++++ PROVIDED TEXT ++++

FWIW, I'm planning to use names like "Ah18g066100" in the new annotations, but I don't think we ought to retrofit the old ones, too many things outside LIS already using the given names. But you still won't be able to assume Ah08g066100 is the homoeolog of Ah18g066100 ...

sdash-github commented 1 year ago

Ah18g and  Ah08g, and not the 06610(random string in the current annotation) part, were our clues, only if they were in the same family tree. We also checked if there were orthologs in aradu and araip chr08 as closer members in the tree to support the clue. Basically it would help us eliminate those genes in the tree  located on chr09 or chr05 which is not possible now. Our last checking was going to GCV and checking the relative location, coordinates on the chr. As long as the chr# shows up in three gene-ids it helps unnecessary further checking.

++++ RECORDS PROVIDED ++++

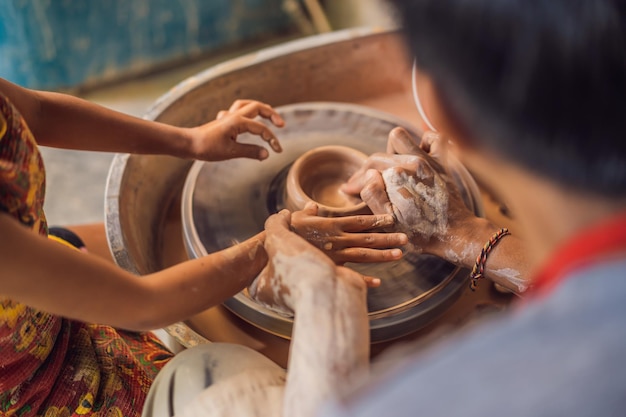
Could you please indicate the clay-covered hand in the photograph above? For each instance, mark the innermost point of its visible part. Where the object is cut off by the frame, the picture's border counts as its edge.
(416, 189)
(357, 239)
(217, 140)
(296, 268)
(403, 150)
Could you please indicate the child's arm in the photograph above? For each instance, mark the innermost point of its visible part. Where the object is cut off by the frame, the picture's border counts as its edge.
(51, 277)
(64, 121)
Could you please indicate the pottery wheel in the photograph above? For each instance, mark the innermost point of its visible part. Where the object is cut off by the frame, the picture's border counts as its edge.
(227, 202)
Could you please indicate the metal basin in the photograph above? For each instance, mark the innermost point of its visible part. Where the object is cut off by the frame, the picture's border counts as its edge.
(143, 195)
(227, 202)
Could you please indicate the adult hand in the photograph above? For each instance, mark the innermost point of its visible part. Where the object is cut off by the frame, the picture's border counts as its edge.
(416, 189)
(217, 140)
(349, 239)
(295, 267)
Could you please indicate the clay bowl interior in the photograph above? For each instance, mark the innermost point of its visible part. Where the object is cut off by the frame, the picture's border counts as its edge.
(317, 176)
(144, 192)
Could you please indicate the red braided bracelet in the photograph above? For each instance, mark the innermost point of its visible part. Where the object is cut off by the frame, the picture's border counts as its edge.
(479, 267)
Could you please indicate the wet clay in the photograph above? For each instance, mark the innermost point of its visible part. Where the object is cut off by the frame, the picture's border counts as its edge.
(328, 193)
(317, 176)
(421, 208)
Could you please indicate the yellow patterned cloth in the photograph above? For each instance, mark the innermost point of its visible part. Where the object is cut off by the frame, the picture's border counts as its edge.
(51, 366)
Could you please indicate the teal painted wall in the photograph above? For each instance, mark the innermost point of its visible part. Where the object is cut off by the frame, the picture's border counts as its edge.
(56, 44)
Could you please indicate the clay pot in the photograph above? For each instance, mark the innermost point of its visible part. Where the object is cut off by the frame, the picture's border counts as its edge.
(317, 176)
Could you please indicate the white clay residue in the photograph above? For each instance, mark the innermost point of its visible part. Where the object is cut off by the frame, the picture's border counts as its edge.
(421, 209)
(469, 252)
(513, 276)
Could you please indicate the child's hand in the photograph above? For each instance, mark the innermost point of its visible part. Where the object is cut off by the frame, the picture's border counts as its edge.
(350, 239)
(217, 140)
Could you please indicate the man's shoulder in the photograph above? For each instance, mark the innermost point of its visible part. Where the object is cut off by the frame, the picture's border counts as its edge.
(561, 355)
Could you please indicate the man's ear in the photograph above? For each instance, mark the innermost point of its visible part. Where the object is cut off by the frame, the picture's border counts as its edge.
(439, 112)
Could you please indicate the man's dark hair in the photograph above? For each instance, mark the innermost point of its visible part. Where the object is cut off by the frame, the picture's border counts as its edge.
(542, 82)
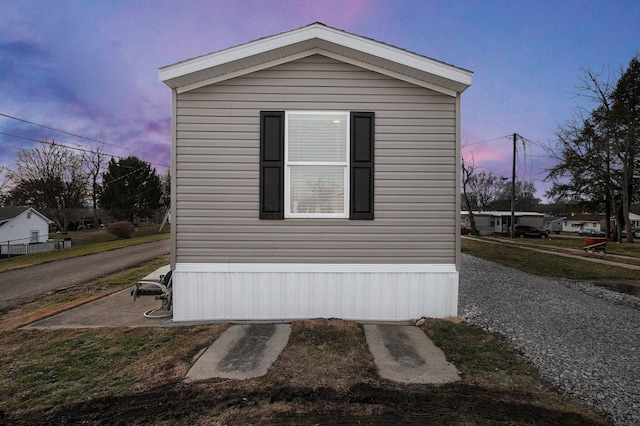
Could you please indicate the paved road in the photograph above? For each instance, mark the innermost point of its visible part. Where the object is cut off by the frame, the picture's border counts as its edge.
(23, 285)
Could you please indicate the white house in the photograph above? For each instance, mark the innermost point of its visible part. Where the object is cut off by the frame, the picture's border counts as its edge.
(22, 226)
(315, 174)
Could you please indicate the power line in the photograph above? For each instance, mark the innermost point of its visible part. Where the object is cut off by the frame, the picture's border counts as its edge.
(66, 146)
(50, 128)
(485, 141)
(68, 133)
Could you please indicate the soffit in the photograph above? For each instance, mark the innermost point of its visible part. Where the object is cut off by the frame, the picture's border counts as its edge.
(310, 40)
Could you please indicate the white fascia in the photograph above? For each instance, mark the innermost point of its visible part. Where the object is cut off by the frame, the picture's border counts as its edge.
(321, 32)
(314, 267)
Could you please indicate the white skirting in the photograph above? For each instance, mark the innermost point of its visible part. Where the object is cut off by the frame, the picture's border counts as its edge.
(389, 292)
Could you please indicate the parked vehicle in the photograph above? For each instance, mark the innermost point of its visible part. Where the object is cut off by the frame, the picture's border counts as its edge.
(591, 233)
(465, 231)
(524, 231)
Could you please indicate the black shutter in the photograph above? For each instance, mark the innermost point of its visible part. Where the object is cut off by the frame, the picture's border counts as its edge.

++++

» PROBLEMS TO SOLVE
1. In the forum thread on gene names, where did the team go as their last check of a gene's relative location and coordinates on the chromosome?
2. Reproduce everything in the forum thread on gene names from "FWIW, I'm planning" down to "of Ah18g066100 ...".

» OUTPUTS BY TASK
1. They went to GCV.

2.
FWIW, I'm planning to use names like "Ah18g066100" in the new annotations, but I don't think we ought to retrofit the old ones, too many things outside LIS already using the given names. But you still won't be able to assume Ah08g066100 is the homoeolog of Ah18g066100 ...